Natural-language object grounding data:
-- Opening Marker --

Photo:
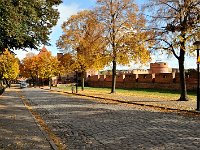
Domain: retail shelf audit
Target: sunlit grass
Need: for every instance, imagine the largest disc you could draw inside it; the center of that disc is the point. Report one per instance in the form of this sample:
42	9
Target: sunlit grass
149	93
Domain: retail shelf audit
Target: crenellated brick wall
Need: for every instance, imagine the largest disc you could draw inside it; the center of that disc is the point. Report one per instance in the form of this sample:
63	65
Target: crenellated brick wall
153	81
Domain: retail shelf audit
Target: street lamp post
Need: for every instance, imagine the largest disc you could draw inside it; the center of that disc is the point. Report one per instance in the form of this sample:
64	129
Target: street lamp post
197	43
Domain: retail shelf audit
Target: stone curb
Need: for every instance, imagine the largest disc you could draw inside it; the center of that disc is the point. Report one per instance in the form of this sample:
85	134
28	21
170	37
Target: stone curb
190	112
52	144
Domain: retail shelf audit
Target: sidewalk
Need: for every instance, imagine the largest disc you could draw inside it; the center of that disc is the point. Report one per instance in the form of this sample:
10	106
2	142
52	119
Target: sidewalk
187	106
18	129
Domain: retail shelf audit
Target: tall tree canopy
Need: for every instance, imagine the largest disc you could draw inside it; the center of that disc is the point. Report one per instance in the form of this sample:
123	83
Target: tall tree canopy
123	30
29	67
26	23
41	66
9	66
83	38
176	24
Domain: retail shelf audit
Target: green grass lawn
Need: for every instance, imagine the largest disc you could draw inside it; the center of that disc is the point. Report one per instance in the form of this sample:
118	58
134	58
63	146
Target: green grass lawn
151	93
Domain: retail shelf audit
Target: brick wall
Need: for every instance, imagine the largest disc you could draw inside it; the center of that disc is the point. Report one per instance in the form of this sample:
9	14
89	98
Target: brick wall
153	81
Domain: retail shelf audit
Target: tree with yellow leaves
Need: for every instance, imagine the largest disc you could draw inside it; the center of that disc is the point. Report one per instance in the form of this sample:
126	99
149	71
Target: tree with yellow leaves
29	67
83	39
126	41
176	26
47	66
9	67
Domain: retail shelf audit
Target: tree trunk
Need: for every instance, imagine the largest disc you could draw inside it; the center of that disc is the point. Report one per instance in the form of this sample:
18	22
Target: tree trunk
82	81
50	83
183	88
113	76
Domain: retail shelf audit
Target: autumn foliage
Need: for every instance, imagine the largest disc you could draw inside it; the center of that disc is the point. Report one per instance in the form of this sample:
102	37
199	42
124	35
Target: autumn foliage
9	66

-- Closing Marker --

With images omitted, output the data exactly as given.

Photo:
Domain: retail shelf audit
Target: sunlit grass
Need: for every instance, imagine the largest disc you could draw inside it; the center of that disc is the point. Report one per instance in the form of this sample:
42	9
Target: sunlit grass
149	93
Domain: retail shelf audit
Target: crenellated brick wall
Need: for every instance, imagine the largest disc you could draw inside it; the center of that disc is the point. Report one per instance in the form of this sample:
63	65
Target: crenellated brick wall
153	81
Domain: retail shelf audit
Target: street lamp post
Need: for every instance, imagine the largest disc you could draw inside it; the center of that disc is the point. Report one per instance in the form of this sample:
64	129
Target: street lamp post
197	43
Domain: retail shelf audit
Target: stone curb
Need: for every instance, imagine the largest disc you could draw inside it; the center of that disc is the point. Report one per instance in the form of this sample:
85	134
28	21
170	37
Target: stone curb
190	112
52	144
Domain: retail shelf audit
Target: sidewalk
Need: for every instance, imagine the largest disc you could draw inside it; the center of that disc is the point. Report one per instance in the form of this sample:
10	106
2	142
52	119
Target: sidewalk
187	106
18	129
Domain: retail shelf audit
Target: tall tree canopy
Need: for every instance, imagine the largest disc you could draw inside it; the center of that disc is the point. Report one per instance in the form of this sample:
123	83
Target: tall tree canopy
123	30
29	67
26	23
41	66
9	66
83	38
176	24
Domain: retail shelf audit
Target: green grass lawn
Need: for every instance, imagine the largest disc you could draw inside it; the center of that disc is the point. Report one per instance in the form of this sample:
118	58
134	58
63	146
Target: green grass lawn
151	93
Domain: retail shelf audit
Target: brick wall
Need: for every instance, imagine the largest disc you could draw inside it; the center of that disc is the point. Report one per instance in the form of this sample:
9	14
89	98
Target: brick wall
153	81
Domain: retail shelf audit
Target: tree with yellow leaves
Need: for every instance, imagine the largest disc you could draw inside it; the center of that disc is the point. Report one per instance in the form of this sample:
126	99
149	71
Target: tree with yellow leaves
29	67
83	39
126	41
176	26
47	66
9	67
Domain: retail shelf audit
Target: tree trunk
Need: for every instance, imagine the largest disc you could draw inside it; the center of that disc is the point. Report one per instance in the form of this sample:
18	22
Target: tree trunk
82	81
50	83
183	88
113	76
Domain: retail shelf audit
Target: autumn foliage
Need: for every instance, imagine the largest disc you could draw inside it; the center of that disc is the point. Report one per instance in the form of this sample:
102	37
199	42
124	35
Target: autumn foliage
9	66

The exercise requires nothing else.